In week 2, it took 6 drives for the Colts offense to finally get on the scoreboard with a Matt Gay field goal and then they waited until the 2nd to last drive to score their only TD. I’t’s a bold strategy Cotton.
The Colts simply couldn’t move the chains (22nd DSR) and on the occasions when they did, they couldn’t avoid drive killing mistakes.
TEAM TOTALS
(Use the right-left arrows to toggle between stats for the week and the season).
Indy could only muster 1.0 Points per Drive, placing them as the 28th ranked offense of the week, which is in line with their DSR (22nd). However, that is quite at odds with their 6th highest yards per play and the 4th highest 1st downs per play.
Those contradictory stats are because of the style of play that is becoming a pattern for the team. They have had success getting the high value explosive plays that earn lots of yards and first downs, but then outside of those plays, they fall flat. This illustrated in week 2 by having the 6th most explosive plays (tied), but only the 24th ranked 3rd down conversion rate.
Until they can learn to be more consistent, they will keep stalling out drives. They need to learn to grind their way down the field with smaller, higher probability successful plays.

(Entries from a collection)
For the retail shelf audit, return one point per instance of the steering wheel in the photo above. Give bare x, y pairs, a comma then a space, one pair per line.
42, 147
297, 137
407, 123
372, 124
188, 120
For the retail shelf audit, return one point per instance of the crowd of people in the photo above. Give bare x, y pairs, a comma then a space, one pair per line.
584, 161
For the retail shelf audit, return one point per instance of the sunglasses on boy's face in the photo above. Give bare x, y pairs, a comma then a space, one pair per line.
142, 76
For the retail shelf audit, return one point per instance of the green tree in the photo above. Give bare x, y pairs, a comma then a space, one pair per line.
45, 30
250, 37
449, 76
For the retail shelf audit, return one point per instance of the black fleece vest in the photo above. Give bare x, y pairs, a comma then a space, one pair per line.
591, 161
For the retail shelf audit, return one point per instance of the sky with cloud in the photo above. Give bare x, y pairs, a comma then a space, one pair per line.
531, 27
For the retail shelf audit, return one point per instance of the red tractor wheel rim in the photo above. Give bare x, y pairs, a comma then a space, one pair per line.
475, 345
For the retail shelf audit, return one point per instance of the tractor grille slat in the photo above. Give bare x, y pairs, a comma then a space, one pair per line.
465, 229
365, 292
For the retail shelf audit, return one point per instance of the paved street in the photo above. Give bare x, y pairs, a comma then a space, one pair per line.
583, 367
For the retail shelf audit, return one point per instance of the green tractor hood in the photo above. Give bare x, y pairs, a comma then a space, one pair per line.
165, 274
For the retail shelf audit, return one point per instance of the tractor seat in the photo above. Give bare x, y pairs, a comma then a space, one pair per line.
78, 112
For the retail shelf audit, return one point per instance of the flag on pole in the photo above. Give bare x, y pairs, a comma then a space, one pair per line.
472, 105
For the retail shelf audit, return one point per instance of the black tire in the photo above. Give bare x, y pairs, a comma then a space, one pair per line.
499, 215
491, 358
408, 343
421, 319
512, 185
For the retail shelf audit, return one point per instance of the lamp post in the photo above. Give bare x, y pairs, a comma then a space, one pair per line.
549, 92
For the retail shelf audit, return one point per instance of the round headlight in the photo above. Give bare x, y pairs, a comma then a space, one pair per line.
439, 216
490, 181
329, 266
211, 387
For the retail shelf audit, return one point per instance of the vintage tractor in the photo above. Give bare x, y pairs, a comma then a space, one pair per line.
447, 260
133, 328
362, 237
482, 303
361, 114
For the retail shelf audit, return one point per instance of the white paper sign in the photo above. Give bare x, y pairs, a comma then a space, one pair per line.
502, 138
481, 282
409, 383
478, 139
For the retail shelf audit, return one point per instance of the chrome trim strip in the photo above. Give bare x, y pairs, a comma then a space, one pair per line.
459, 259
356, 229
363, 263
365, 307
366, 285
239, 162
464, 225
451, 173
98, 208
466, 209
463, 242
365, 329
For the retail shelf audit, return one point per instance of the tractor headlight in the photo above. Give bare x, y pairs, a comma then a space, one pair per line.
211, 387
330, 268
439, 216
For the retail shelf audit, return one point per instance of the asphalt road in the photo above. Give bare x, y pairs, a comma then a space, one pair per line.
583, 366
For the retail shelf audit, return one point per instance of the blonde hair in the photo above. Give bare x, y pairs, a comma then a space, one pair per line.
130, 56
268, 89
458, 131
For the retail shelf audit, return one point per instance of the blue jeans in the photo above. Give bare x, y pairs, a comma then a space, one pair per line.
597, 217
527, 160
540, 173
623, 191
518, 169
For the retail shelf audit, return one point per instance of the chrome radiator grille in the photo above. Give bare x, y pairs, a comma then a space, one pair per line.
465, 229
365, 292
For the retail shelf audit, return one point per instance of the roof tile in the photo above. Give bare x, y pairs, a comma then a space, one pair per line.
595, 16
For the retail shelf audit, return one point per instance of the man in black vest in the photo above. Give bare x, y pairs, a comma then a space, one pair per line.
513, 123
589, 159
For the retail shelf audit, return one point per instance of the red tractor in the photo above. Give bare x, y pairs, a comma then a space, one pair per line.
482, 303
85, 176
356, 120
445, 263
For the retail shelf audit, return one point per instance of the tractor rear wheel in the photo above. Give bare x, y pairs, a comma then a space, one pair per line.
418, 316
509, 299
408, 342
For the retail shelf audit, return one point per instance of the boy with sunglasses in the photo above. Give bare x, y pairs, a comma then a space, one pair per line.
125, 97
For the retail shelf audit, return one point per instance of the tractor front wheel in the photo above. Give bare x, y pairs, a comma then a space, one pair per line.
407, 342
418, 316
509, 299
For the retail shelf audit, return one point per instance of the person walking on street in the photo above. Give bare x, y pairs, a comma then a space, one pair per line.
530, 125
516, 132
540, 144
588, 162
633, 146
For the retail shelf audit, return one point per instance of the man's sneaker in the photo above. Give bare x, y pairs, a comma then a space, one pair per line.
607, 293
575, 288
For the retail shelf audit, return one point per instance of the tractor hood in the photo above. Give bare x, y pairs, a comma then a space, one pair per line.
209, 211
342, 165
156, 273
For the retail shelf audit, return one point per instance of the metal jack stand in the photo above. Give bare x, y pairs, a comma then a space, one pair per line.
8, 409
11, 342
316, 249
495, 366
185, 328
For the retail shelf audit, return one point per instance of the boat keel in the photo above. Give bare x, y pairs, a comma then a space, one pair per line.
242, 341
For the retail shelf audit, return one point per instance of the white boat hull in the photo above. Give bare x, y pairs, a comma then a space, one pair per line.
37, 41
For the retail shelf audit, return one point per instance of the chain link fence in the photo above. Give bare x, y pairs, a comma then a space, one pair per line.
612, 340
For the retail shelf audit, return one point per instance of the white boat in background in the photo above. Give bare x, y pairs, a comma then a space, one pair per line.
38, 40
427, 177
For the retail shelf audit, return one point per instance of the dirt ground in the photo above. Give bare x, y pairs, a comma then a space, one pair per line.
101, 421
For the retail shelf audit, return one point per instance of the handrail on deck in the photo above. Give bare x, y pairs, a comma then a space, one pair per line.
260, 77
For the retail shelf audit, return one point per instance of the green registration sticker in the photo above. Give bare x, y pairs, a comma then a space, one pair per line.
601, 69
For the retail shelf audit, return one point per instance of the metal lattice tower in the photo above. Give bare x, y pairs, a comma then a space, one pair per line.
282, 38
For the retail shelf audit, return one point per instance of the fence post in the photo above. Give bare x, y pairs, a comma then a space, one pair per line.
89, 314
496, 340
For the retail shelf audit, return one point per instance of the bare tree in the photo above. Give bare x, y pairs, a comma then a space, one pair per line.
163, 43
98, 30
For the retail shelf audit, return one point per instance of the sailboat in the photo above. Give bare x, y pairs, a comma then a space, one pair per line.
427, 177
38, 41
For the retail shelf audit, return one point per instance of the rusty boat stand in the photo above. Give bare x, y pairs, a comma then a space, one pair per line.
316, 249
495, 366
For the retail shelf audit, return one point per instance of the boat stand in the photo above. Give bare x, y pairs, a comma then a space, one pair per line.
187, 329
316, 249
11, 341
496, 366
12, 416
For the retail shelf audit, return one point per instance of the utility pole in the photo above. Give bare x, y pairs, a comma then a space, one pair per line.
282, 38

> [Required action] In the Colts analysis, how many points per drive did Indy average in week 2? These entries are separate material and are unrelated to the Colts analysis.

> [Exercise response] 1.0 points per drive.